Task goal ▸ The entries below are to be repeated exactly, with the pictures left out.

::::

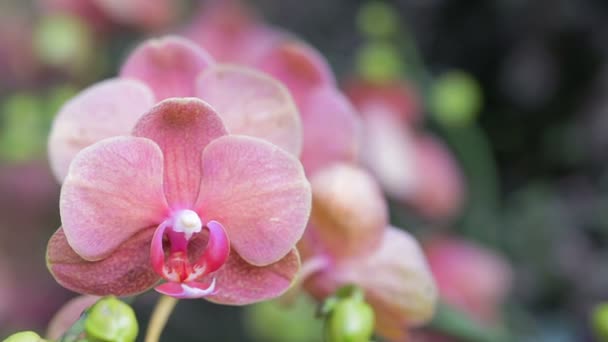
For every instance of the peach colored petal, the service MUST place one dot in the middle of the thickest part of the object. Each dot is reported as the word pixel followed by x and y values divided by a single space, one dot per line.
pixel 258 192
pixel 182 128
pixel 252 103
pixel 349 213
pixel 68 314
pixel 331 129
pixel 168 65
pixel 299 66
pixel 396 280
pixel 125 272
pixel 104 110
pixel 112 191
pixel 239 283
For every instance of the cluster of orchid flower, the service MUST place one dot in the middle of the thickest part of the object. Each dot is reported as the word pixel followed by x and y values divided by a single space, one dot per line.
pixel 236 182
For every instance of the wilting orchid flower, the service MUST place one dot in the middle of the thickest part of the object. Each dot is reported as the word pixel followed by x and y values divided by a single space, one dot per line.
pixel 413 167
pixel 470 277
pixel 249 102
pixel 349 241
pixel 330 126
pixel 214 215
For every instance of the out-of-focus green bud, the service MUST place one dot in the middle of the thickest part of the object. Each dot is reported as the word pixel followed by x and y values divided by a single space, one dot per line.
pixel 456 98
pixel 111 320
pixel 599 322
pixel 22 132
pixel 377 19
pixel 273 321
pixel 351 320
pixel 63 41
pixel 379 62
pixel 24 336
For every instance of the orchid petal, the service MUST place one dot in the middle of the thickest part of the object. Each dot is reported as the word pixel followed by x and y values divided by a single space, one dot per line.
pixel 349 212
pixel 240 283
pixel 189 290
pixel 125 272
pixel 169 65
pixel 263 107
pixel 182 128
pixel 331 129
pixel 104 110
pixel 258 192
pixel 112 191
pixel 401 291
pixel 299 66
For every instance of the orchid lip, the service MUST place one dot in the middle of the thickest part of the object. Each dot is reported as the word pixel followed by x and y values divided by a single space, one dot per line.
pixel 174 264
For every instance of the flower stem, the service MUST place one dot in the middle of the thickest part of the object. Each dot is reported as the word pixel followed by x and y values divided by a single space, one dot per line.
pixel 160 316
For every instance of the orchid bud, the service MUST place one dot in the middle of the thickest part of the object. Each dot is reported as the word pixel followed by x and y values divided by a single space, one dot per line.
pixel 24 336
pixel 456 98
pixel 111 320
pixel 350 318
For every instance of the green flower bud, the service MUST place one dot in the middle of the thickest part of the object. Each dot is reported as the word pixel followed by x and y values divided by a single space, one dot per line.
pixel 377 19
pixel 599 322
pixel 456 98
pixel 24 336
pixel 111 320
pixel 379 62
pixel 351 320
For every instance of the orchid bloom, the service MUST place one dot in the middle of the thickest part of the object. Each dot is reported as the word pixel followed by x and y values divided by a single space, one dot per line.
pixel 413 167
pixel 470 277
pixel 329 122
pixel 349 241
pixel 249 102
pixel 214 215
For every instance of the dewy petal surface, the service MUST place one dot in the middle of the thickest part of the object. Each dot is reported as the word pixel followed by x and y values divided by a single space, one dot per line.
pixel 252 103
pixel 240 283
pixel 125 272
pixel 331 129
pixel 104 110
pixel 112 191
pixel 258 192
pixel 349 213
pixel 169 65
pixel 182 128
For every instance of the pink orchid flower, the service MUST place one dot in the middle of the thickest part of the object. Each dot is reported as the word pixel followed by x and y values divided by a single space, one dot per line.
pixel 349 241
pixel 215 215
pixel 470 277
pixel 249 102
pixel 329 122
pixel 411 166
pixel 134 209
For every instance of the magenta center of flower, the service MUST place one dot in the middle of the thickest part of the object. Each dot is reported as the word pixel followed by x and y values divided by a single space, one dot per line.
pixel 170 257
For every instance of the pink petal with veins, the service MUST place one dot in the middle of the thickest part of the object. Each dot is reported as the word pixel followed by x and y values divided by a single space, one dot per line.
pixel 112 191
pixel 169 65
pixel 299 66
pixel 349 213
pixel 258 192
pixel 182 128
pixel 239 283
pixel 125 272
pixel 231 32
pixel 262 107
pixel 104 110
pixel 331 129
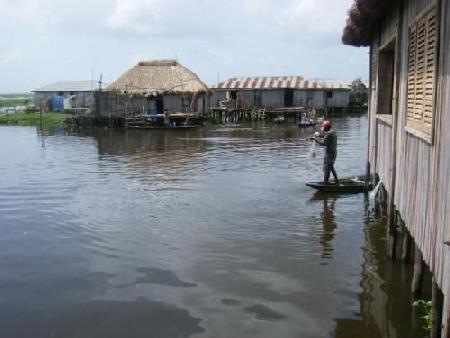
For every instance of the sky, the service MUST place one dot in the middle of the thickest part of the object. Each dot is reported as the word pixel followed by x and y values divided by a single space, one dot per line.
pixel 44 41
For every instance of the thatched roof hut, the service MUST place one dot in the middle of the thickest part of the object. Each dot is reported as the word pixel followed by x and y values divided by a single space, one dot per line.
pixel 158 76
pixel 362 19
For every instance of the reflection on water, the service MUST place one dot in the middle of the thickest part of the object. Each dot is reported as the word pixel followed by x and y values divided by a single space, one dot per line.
pixel 207 232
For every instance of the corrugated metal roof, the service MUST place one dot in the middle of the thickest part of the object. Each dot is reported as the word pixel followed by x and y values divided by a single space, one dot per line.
pixel 69 86
pixel 280 82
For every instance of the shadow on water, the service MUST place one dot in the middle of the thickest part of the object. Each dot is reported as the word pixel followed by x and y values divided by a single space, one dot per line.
pixel 113 319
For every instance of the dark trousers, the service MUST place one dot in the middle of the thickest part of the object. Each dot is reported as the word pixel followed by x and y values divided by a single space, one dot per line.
pixel 328 166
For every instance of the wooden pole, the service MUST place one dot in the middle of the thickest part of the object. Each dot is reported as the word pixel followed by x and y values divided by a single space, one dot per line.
pixel 392 228
pixel 437 300
pixel 419 270
pixel 406 247
pixel 392 233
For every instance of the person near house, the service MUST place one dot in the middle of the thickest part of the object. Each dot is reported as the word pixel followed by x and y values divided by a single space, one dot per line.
pixel 328 139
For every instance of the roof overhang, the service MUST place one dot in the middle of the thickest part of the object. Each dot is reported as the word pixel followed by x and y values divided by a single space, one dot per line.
pixel 362 19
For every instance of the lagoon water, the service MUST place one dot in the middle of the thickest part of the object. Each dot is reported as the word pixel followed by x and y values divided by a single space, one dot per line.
pixel 205 233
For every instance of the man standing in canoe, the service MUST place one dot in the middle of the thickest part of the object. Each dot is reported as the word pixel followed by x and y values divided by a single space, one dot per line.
pixel 329 141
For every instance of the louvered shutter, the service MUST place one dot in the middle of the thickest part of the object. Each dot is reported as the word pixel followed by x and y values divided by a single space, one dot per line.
pixel 422 73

::::

Response ▸
For every instance of the peach colored petal, the service MUST place one dot in the middle of the thickest part of the object. Each dot is reported as the word pixel followed by x and y values divided by a single space, one dot per line.
pixel 258 192
pixel 182 128
pixel 252 103
pixel 349 213
pixel 68 314
pixel 331 129
pixel 168 65
pixel 299 66
pixel 396 280
pixel 125 272
pixel 104 110
pixel 112 191
pixel 239 283
For every instance of the cluster of orchid flower, the service MUST place one dot in the middle of the thickest part of the object. Each dot is reported as the word pixel followed by x and y values divided by a single space, one dot per line.
pixel 236 182
For every instance of the wilting orchid flower, the service MUST place one dot in the middle of the thickest part of the object. Each dot is reported as the word pixel followed by x and y values divided by a single space, one dot per line.
pixel 413 167
pixel 470 277
pixel 249 102
pixel 349 241
pixel 330 126
pixel 214 215
For every instance of the out-of-focus green bud, the service MUST place one dot in the middle of the thickest part of the object. Each dot is reported as the word pixel followed by x and y values divided by a single space, one dot per line.
pixel 456 98
pixel 111 320
pixel 599 322
pixel 22 132
pixel 377 19
pixel 273 321
pixel 351 320
pixel 63 41
pixel 379 62
pixel 24 336
For every instance of the orchid petal, the service MUST place one dot in the middle of the thickest part of the object. Each dot is reported as the word pixel followed by x and y values divided by a single space, one dot per line.
pixel 349 212
pixel 240 283
pixel 189 290
pixel 125 272
pixel 169 65
pixel 263 107
pixel 182 128
pixel 331 129
pixel 104 110
pixel 258 192
pixel 112 191
pixel 401 291
pixel 299 66
For every instance of the orchid lip, the service MUST place one dot in the middle of the thickest part of the object. Each dot is reported as the word pixel followed by x and y values divided by a single space, one dot per line.
pixel 174 264
For every instance of the flower stem, the service MUST place one dot in the middle of the thickest part of the object. Each dot is reported as the word pixel followed by x and y values divided by a single space, one dot per line.
pixel 160 316
For every instance of the orchid bud, the service MUST place one dot in the middle of the thickest part of the object. Each dot is reported as the word pixel followed by x and y values divided by a single space, one dot per line.
pixel 24 336
pixel 456 98
pixel 111 320
pixel 350 318
For every instance of the green flower bud, the service MUST place one dot in the middle of the thickest part of the object. Each dot is reported as the word pixel followed by x and y values divided by a single space, one dot per line.
pixel 377 19
pixel 599 322
pixel 456 98
pixel 24 336
pixel 111 320
pixel 379 62
pixel 351 320
For every instance of the orchid bloom, the service MUST place one dot in the middle of the thickest part of the object. Each dot is reported as the word pixel followed by x and y values divided by a single space, one dot per line.
pixel 413 167
pixel 470 277
pixel 329 122
pixel 349 241
pixel 249 102
pixel 214 215
For every instance of the dewy petal surface, the service MUST place one dot in the middle of the thickest part of the object. Each dot is reported as the word pixel followed by x and y values divided by a single space, one dot per line.
pixel 252 103
pixel 240 283
pixel 125 272
pixel 331 129
pixel 104 110
pixel 112 191
pixel 258 192
pixel 349 213
pixel 169 65
pixel 182 128
For every instance of the pink orchid flower, the service MUST place one dot in the middle of the thickest part of the object. Each dot is reported as the word pixel followed by x and y values divided by a single space, one dot per line.
pixel 349 241
pixel 215 215
pixel 470 277
pixel 249 102
pixel 329 122
pixel 411 166
pixel 134 209
For every instance of the magenta center of flower, the service MUST place one dot in the middle of the thickest part of the object. Each dot is reported as the word pixel followed by x and y values divided by a single space, one dot per line.
pixel 170 257
For every instance of the pink petal with veins, the service MUST place one dot in the middle of the thickest part of the object. Each dot is reported as the word pixel followed by x and y values divided by a single space, one dot per line.
pixel 112 191
pixel 169 65
pixel 299 66
pixel 349 213
pixel 258 192
pixel 182 128
pixel 239 283
pixel 125 272
pixel 231 32
pixel 262 107
pixel 104 110
pixel 331 129
For every instance of the sky, the service MUST place one dot in the middle of the thickest part of the object. Each dot is reported as the word pixel followed by x and y values divided by a single space, one dot per line.
pixel 44 41
For every instance of the thatched roof hut, the service MUST place one dot in the middle of the thickest part of the object. Each dot is reported as the word pixel followed by x and y values divided by a single space, one dot per line.
pixel 158 76
pixel 362 19
For every instance of the reflection on water, the service MUST place one dot in the middle of the thickest part of the object. Each dot is reported as the word pixel followed by x and y values divided by a single space, one dot per line.
pixel 207 232
For every instance of the corrugated metal roof, the service MUST place one dot in the middle of the thickest part of the object. Each dot is reported as the word pixel followed by x and y values divided by a single space, one dot per line.
pixel 69 86
pixel 280 82
For every instance of the shadow on water, the service MUST place one dot in the middle of the thickest part of the object. Each dot is reported as the word pixel followed by x and y values divided by a single space, one dot per line.
pixel 113 319
For every instance of the dark trousers, the service MUST place one dot in the middle of the thickest part of the object. Each dot is reported as the word pixel followed by x and y values divided by a single space, one dot per line.
pixel 328 166
For every instance of the wooden pole, the service MUST place one dot in the middle of the thickest part of the object. Each dot is reported as the word pixel followed by x and y values divided by a single space, one dot per line.
pixel 392 228
pixel 437 300
pixel 419 270
pixel 406 247
pixel 392 233
For every instance of the person near house, the service MUST place one dot in the middle of the thickest part of the object. Each dot is reported as the word pixel followed by x and y values divided by a single space, one dot per line.
pixel 328 139
For every instance of the roof overhang, the service MUST place one dot in the middle of the thickest part of the object. Each dot is reported as the word pixel followed by x and y values divided by a single space, one dot per line.
pixel 362 19
For every instance of the lagoon water, the service MUST place one dot in the middle of the thickest part of the object. Each dot is reported as the word pixel followed by x and y values divided by a single space, one dot per line.
pixel 205 233
For every instance of the man standing in canoe, the service MUST place one dot in the middle of the thickest part of the object. Each dot is reported as the word pixel followed by x and y values divided by a single space, one dot per line.
pixel 329 141
For every instance of the louvered shutter, the service MUST place one dot in the middle of the thickest part of the object. Each dot is reported as the word pixel followed by x and y values divided by a single space, one dot per line.
pixel 422 73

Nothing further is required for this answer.